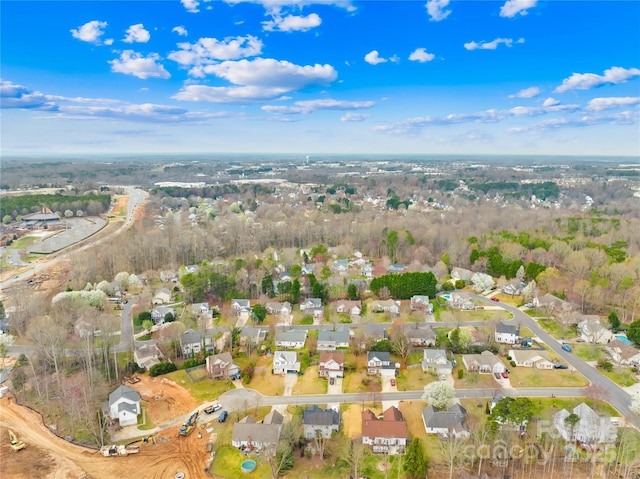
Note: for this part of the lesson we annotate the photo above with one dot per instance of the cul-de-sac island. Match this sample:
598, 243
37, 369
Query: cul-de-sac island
326, 317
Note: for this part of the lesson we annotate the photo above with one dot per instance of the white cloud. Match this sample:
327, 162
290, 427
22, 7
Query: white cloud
585, 81
516, 7
436, 10
208, 50
191, 5
180, 30
373, 58
421, 55
599, 104
492, 45
133, 63
90, 32
292, 23
258, 79
527, 93
137, 34
308, 106
354, 117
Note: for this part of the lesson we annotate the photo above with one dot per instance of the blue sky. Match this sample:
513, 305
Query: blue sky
277, 76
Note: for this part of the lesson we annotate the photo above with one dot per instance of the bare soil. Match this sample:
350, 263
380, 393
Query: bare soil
50, 457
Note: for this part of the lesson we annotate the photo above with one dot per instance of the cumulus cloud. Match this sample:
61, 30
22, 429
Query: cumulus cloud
527, 93
136, 34
492, 45
257, 80
308, 106
421, 55
208, 50
292, 23
180, 30
133, 63
599, 104
373, 58
354, 117
191, 5
516, 7
90, 32
586, 81
436, 10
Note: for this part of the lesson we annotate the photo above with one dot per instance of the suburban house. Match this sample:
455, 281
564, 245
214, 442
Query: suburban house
320, 422
285, 362
436, 360
379, 364
248, 434
529, 358
344, 306
420, 337
276, 307
449, 423
485, 362
162, 296
506, 333
160, 312
593, 332
292, 339
190, 342
591, 429
331, 365
332, 340
420, 303
622, 353
387, 434
240, 306
221, 366
124, 405
385, 306
146, 355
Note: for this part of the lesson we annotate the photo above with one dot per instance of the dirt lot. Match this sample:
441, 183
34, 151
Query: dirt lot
50, 457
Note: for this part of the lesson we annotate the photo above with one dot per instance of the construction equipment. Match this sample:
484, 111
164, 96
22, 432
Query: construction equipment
16, 444
188, 427
121, 450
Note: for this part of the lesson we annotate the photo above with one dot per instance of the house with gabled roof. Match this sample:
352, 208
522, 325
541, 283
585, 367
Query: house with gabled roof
436, 360
506, 333
221, 366
331, 365
124, 405
330, 340
320, 422
249, 434
387, 434
291, 339
485, 363
285, 362
379, 364
531, 358
446, 423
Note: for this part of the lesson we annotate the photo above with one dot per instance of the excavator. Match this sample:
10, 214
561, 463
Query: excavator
16, 444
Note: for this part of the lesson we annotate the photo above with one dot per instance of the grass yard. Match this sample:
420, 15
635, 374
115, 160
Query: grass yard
201, 391
550, 378
413, 379
310, 383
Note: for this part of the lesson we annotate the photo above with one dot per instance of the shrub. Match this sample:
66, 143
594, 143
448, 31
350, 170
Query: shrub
162, 368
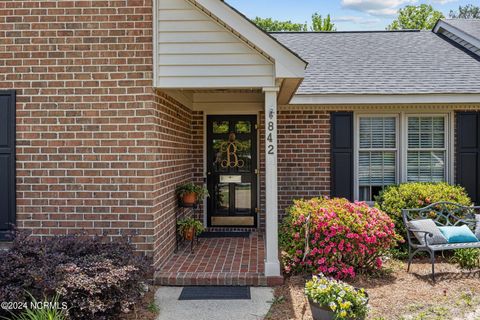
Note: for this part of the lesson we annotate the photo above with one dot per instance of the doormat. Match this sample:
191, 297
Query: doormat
215, 293
223, 234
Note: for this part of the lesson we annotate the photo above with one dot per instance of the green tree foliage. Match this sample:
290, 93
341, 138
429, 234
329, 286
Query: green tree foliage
466, 12
322, 24
318, 24
422, 17
270, 25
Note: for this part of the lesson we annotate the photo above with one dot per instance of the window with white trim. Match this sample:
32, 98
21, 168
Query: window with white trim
395, 148
377, 155
426, 148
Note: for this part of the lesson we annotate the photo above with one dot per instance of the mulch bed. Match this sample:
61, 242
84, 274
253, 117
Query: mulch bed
397, 294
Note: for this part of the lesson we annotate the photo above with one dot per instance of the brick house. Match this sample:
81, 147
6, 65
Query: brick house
106, 106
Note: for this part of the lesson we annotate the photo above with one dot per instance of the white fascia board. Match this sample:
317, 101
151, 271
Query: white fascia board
383, 99
287, 64
459, 33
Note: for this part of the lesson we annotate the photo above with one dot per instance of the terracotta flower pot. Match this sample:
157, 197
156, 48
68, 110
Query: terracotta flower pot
322, 313
189, 199
189, 234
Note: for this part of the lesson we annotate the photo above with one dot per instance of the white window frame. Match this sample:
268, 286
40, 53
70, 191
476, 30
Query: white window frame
402, 142
445, 149
357, 146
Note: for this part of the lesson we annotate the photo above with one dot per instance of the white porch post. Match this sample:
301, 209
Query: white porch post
272, 264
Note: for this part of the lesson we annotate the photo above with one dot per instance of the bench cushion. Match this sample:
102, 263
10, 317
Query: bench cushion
454, 246
477, 229
429, 226
460, 234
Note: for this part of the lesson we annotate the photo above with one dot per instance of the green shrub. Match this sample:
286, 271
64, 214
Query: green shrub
467, 258
417, 195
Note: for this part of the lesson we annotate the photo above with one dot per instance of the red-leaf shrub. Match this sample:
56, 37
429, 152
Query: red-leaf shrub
96, 279
335, 237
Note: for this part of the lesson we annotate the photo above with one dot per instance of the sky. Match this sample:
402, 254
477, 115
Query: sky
348, 15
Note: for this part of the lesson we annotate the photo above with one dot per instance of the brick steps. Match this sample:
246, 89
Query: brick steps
218, 262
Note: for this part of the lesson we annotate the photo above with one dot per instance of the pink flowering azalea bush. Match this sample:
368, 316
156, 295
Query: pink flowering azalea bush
335, 237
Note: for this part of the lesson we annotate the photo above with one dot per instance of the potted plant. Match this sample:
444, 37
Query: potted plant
189, 227
189, 193
333, 299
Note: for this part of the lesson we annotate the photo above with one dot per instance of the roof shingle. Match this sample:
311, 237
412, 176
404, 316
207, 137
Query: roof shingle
469, 26
415, 62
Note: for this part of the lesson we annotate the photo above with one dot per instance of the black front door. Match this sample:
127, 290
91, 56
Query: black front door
232, 171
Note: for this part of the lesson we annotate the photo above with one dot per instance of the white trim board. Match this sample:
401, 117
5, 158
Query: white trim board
383, 98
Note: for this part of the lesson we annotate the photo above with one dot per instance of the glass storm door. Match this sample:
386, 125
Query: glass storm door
232, 167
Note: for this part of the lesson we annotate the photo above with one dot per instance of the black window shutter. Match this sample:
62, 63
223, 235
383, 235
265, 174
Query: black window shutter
341, 165
467, 153
7, 163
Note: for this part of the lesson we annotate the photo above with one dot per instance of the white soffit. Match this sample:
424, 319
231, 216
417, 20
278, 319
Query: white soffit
287, 64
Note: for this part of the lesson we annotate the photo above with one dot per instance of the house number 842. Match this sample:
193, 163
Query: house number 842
270, 147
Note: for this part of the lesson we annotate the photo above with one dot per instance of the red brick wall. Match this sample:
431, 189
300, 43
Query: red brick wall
173, 165
303, 156
83, 75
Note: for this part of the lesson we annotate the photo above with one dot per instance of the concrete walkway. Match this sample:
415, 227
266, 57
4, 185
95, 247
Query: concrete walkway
173, 309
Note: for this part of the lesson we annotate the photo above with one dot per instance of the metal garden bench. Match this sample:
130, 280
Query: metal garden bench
443, 214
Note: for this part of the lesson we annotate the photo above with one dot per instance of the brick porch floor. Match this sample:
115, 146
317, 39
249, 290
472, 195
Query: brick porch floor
218, 261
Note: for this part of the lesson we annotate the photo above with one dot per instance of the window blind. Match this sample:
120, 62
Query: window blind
426, 149
377, 151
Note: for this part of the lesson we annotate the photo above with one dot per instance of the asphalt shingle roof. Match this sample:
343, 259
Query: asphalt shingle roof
470, 26
416, 62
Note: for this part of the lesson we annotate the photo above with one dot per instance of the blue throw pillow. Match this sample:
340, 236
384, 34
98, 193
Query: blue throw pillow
460, 234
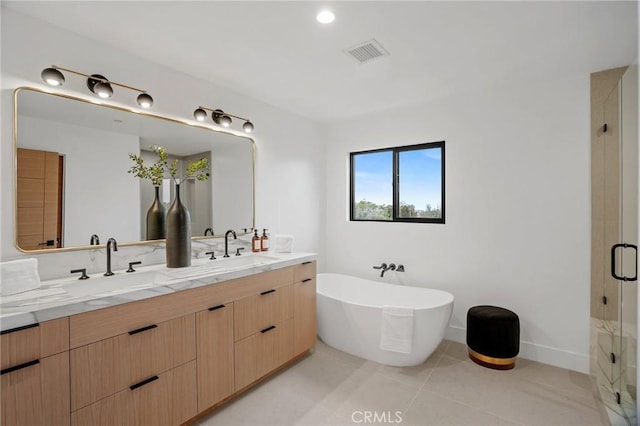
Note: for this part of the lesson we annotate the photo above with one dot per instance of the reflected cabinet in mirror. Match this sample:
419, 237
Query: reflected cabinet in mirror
73, 186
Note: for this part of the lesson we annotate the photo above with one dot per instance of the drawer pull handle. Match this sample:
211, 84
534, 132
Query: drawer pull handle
24, 327
140, 330
19, 367
144, 382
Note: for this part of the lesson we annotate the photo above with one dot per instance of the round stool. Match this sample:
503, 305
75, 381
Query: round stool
493, 337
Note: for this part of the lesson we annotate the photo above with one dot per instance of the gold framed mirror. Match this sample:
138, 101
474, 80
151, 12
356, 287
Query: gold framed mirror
72, 181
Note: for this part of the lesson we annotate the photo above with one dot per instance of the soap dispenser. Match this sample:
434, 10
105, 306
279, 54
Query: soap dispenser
255, 242
264, 241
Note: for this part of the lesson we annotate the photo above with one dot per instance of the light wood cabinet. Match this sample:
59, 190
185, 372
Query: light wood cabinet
304, 290
35, 374
215, 352
158, 361
167, 399
105, 367
261, 310
263, 352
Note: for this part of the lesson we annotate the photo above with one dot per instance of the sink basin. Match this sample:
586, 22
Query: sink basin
112, 284
124, 282
221, 264
242, 261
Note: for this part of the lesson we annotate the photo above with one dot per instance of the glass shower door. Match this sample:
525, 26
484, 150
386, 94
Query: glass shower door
624, 253
617, 372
|---|
## Your task
Reproducing the whole listing above is not the task. Copy exactly only the lines from the one with "Query: white trim board" to the one with "of the metal", both kept.

## Expected answer
Query: white trim board
383, 98
Note: for this part of the lesson we annotate the photo above with one dot per instance of the glass storm door. Match this sample:
386, 125
Query: glass storm door
232, 167
Note: for this part of the lesson we annotate the photo above with one dot per instance of the black window shutter. Match this sample:
62, 63
223, 235
383, 235
265, 174
Query: black window shutter
341, 165
467, 153
7, 163
Note: for this part of the lesson we annotate the photo above with one dot per instance of the white soffit. Match this sample:
424, 319
231, 216
417, 20
278, 319
Query: white soffit
287, 64
Note: for this part of the lesson we annotate the photo above with one dot per instance of the house number 842. Match this sample:
193, 163
Query: house number 842
270, 147
Note: for this part of the lesson we annotate the photo above with one dot per instance of the red brick wall. Match this sample:
431, 189
300, 43
Query: red brick wall
173, 165
303, 156
83, 75
Note: for this part of the lesson we annotate the photo above with one dot per instance of the concrete walkway. Match this sample:
415, 227
266, 57
4, 185
95, 247
Query: concrete walkway
173, 309
Note: for this part of the lesson we annotate the photo above with one dot per instance of the metal garden bench. Match this sample:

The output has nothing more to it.